СУТЬ ЗАДАНИЯ: Перепишите строки материала, начав со строки, где есть "on the spiky", и закончив строкой, где есть "on the leafy", включая обе. Запросы оставьте без изменений, а каждую координату в ответах увеличьте на 125.

ИСХОДНЫЙ МАТЕРИАЛ:
....

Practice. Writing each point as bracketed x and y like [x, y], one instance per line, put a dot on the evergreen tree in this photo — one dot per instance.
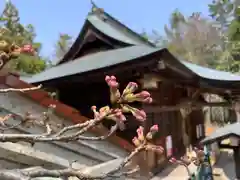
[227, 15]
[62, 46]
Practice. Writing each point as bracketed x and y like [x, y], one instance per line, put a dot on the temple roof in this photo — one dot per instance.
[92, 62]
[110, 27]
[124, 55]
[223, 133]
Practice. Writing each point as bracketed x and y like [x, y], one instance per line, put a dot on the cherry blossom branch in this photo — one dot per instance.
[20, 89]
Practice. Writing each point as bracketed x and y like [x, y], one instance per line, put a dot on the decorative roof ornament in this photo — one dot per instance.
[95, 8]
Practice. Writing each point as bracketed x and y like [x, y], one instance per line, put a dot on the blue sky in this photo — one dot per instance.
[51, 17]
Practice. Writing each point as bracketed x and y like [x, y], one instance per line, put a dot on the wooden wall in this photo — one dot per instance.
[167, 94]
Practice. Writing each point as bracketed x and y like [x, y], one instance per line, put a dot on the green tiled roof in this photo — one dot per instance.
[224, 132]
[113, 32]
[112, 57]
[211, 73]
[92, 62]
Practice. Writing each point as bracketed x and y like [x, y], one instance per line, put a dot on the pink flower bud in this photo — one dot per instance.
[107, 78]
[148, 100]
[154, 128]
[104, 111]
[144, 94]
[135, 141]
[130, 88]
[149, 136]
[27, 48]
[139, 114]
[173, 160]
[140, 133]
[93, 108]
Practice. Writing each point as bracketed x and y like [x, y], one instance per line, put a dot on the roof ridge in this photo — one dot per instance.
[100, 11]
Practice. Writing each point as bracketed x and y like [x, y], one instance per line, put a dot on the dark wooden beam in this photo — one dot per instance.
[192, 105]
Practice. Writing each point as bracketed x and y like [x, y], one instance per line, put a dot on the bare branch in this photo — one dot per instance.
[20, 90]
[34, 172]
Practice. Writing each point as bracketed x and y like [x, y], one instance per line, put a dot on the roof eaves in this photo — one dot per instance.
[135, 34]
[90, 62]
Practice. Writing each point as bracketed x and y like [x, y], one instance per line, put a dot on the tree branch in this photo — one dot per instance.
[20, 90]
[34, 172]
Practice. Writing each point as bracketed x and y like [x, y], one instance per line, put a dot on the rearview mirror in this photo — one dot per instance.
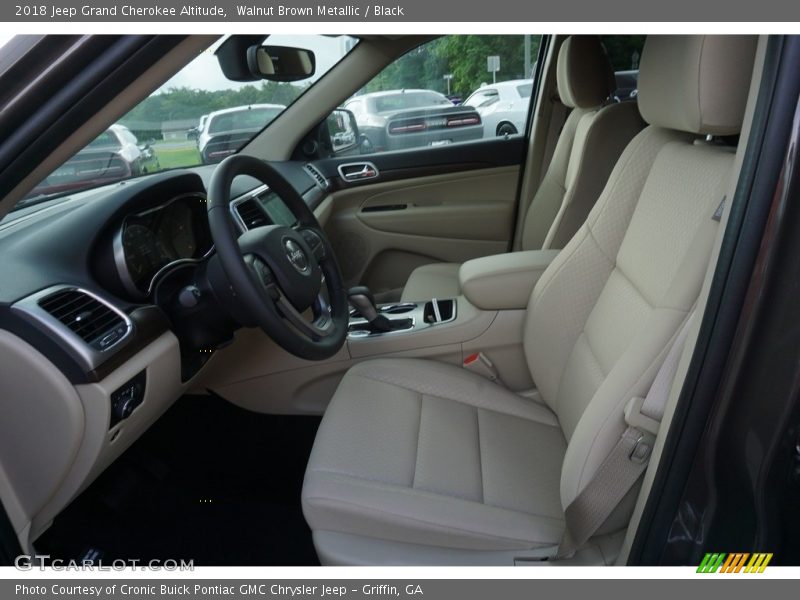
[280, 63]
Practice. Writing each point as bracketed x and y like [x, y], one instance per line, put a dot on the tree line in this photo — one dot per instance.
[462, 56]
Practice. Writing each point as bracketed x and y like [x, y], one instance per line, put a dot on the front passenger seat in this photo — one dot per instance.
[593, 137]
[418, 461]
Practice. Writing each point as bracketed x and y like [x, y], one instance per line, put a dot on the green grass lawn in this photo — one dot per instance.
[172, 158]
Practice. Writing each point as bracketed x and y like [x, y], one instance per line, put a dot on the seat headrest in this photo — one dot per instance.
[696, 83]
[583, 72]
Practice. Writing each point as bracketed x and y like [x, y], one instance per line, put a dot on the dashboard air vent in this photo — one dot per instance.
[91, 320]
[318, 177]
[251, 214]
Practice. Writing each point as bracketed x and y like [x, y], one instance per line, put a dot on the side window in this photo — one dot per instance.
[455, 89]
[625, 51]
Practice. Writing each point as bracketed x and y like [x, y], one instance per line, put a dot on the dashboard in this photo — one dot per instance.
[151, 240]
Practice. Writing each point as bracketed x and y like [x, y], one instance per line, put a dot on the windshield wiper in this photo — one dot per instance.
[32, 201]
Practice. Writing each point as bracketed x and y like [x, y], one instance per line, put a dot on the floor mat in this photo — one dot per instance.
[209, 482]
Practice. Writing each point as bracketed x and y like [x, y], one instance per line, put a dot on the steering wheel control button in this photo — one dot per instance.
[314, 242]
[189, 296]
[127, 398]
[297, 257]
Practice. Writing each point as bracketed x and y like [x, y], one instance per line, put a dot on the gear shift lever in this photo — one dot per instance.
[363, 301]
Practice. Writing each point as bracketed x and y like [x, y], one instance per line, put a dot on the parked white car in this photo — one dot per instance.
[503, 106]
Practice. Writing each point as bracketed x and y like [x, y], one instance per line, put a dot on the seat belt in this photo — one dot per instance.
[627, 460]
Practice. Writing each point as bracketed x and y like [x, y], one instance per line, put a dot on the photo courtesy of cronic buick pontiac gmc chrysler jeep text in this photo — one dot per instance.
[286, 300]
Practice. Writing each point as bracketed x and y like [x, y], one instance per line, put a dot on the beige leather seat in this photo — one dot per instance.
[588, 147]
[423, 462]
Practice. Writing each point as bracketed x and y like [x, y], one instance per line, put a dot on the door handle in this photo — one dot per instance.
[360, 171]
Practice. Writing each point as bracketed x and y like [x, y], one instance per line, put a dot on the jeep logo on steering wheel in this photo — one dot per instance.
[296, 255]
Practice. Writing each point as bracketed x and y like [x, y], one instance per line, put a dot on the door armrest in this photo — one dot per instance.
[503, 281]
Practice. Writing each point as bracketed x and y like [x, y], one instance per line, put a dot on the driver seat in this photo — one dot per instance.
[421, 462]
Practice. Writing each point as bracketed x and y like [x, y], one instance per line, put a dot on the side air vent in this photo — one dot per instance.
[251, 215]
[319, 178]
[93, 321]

....

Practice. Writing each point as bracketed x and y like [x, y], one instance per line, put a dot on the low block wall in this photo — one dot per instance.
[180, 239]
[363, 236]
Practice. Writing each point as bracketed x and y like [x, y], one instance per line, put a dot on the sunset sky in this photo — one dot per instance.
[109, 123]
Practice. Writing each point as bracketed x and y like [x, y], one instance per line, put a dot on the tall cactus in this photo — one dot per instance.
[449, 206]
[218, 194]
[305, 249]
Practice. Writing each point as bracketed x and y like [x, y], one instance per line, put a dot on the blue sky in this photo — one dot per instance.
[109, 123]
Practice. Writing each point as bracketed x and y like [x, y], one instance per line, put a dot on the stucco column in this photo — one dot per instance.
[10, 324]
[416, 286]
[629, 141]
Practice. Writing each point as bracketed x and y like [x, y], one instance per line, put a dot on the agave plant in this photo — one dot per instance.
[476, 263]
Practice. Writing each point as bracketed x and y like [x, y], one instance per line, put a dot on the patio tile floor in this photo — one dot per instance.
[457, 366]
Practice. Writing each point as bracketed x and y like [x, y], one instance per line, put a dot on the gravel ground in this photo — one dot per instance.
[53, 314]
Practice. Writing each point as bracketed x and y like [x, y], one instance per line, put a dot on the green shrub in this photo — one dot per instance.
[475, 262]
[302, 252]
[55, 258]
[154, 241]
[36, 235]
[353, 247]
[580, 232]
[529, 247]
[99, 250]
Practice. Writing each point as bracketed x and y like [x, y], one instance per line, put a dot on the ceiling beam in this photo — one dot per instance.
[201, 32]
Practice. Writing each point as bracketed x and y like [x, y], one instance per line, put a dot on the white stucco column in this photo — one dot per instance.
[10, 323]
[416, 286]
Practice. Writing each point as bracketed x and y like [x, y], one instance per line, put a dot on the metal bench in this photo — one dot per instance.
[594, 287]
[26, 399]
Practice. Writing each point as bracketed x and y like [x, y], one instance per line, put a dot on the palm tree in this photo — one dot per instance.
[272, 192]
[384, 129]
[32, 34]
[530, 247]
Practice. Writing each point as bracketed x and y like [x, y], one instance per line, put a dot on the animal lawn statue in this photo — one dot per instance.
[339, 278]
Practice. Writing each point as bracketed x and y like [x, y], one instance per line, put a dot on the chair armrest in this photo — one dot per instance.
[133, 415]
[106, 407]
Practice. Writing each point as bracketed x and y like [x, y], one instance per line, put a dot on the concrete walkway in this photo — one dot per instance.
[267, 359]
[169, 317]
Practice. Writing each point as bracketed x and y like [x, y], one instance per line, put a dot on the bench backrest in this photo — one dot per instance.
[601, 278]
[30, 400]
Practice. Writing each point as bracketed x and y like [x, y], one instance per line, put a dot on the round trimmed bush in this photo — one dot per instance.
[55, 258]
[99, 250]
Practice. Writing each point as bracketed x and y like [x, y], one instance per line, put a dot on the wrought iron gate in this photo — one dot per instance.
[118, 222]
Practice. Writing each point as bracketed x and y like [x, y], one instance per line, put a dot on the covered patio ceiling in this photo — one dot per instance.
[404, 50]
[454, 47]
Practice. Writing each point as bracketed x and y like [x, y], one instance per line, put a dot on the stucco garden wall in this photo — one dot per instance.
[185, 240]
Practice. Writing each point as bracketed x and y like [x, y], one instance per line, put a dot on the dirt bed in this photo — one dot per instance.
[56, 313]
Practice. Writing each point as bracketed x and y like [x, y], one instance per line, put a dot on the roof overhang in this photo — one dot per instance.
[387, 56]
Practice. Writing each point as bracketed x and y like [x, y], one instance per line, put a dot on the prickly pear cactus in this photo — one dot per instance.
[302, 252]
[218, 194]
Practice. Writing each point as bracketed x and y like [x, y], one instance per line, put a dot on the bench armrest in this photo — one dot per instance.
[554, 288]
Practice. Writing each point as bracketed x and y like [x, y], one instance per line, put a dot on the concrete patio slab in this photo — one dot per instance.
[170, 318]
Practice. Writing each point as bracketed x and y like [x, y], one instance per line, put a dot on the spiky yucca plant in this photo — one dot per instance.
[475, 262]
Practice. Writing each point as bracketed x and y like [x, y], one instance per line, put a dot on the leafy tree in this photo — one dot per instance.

....

ВЫПОЛНЕННОЕ ЗАДАНИЕ:
Practice. Writing each point as bracketed x and y like [x, y], one instance per line, put a dot on the spiky yucca plant in this photo — one dot per instance.
[600, 387]
Practice. Writing each point as bracketed x and y like [x, y], one instance per line, put a dot on the leafy tree in this photo — one dot per instance.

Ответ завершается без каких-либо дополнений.